The Environmental Audit Committee has undertaken an inquiry looking into heat resilience and sustainable cooling.
The ICE’s submission to the committee highlighted:
- National policy and guidance, including the government’s Climate Change Risk Assessment and National Adaptation Programme, alongside related strategies, provide significantly less guidance for issues such as heat adaptation compared to flood risk. It's essential to identify further associated risks from extreme heat.
- Areas of risk that need to be examined further include extreme heat in summer months and how the design and implementation of green infrastructure can address resulting impacts.
- National Policy Statements should accurately reflect the challenges and prospective mitigations resulting from climate change for specific scenarios, including extreme heat, and set out requirements for necessary action.
- The ICE has previously recommended that Adaptation Reporting Power (ARP) becomes mandatory. The ARP needs to become mandatory to ensure organisations take the appropriate necessary action to improve future resilience against the impacts of climate change, such as extreme heat.
- Currently, it's not clear how the planning and regulatory framework which sets out the parameters for funding infrastructure investments values resilience in relation to heat. Adaptation and resilience must be critical considerations for councils and communities shaping future local plans.

> [Tasks]
• a. Reproduce the heat resilience text starting with "The Environmental Audit" and going on through "from extreme heat.", renaming "flood risk" as "drought risk" wherever it occurs.
• b. According to the heat resilience text, what has the ICE previously recommended about Adaptation Reporting Power?
The lines after this point come from a separate source.

> [Dataset rows]
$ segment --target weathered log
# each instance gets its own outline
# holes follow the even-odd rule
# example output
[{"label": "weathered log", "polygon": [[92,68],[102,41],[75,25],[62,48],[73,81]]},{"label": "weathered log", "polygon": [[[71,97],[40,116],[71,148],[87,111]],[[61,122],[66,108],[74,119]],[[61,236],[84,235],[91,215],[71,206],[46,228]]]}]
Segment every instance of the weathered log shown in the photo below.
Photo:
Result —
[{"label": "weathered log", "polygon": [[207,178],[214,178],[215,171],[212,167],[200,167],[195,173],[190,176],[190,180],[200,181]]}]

> [Answers below]
• a.
The Environmental Audit Committee has undertaken an inquiry looking into heat resilience and sustainable cooling.
The ICE’s submission to the committee highlighted:
- National policy and guidance, including the government’s Climate Change Risk Assessment and National Adaptation Programme, alongside related strategies, provide significantly less guidance for issues such as heat adaptation compared to drought risk. It's essential to identify further associated risks from extreme heat.

• b. The ICE has recommended that Adaptation Reporting Power (ARP) become mandatory.